Your goal: Images are to be left out; everything else in the records gets copied exactly.

-- Data for this task follows --

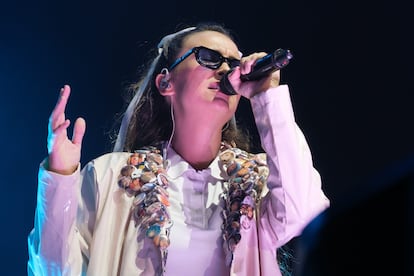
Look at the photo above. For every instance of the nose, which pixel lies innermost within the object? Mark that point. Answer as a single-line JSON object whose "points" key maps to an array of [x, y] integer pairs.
{"points": [[223, 69]]}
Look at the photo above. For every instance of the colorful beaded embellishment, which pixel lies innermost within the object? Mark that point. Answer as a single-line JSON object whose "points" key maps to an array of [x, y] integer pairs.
{"points": [[247, 174], [144, 178]]}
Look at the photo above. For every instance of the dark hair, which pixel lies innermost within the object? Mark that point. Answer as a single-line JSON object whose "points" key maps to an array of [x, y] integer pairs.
{"points": [[151, 122]]}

-- Data for this task concluded --

Answer box:
Look at the photo above. For every instance of the nose, which pixel lies innermost within the object? Mark that point. Answer as a single-line JSON object whose "points" key maps to an array of [x, y] integer pairs.
{"points": [[223, 69]]}
Look at the photo above. For every instance of the colorful beaded embellishment, which pixel lies innermost within the object? Mark that point. Answer as a single-line JSON object whose "points" key maps to an array of [x, y] integer pairs.
{"points": [[247, 174], [144, 178]]}
Look at the photo above. For every instance of the dark hair, which pixel lies innermost within the object? Mark that point. Answer as a single-line JSON object whose "points" key maps to an array of [x, y] integer pairs.
{"points": [[151, 122]]}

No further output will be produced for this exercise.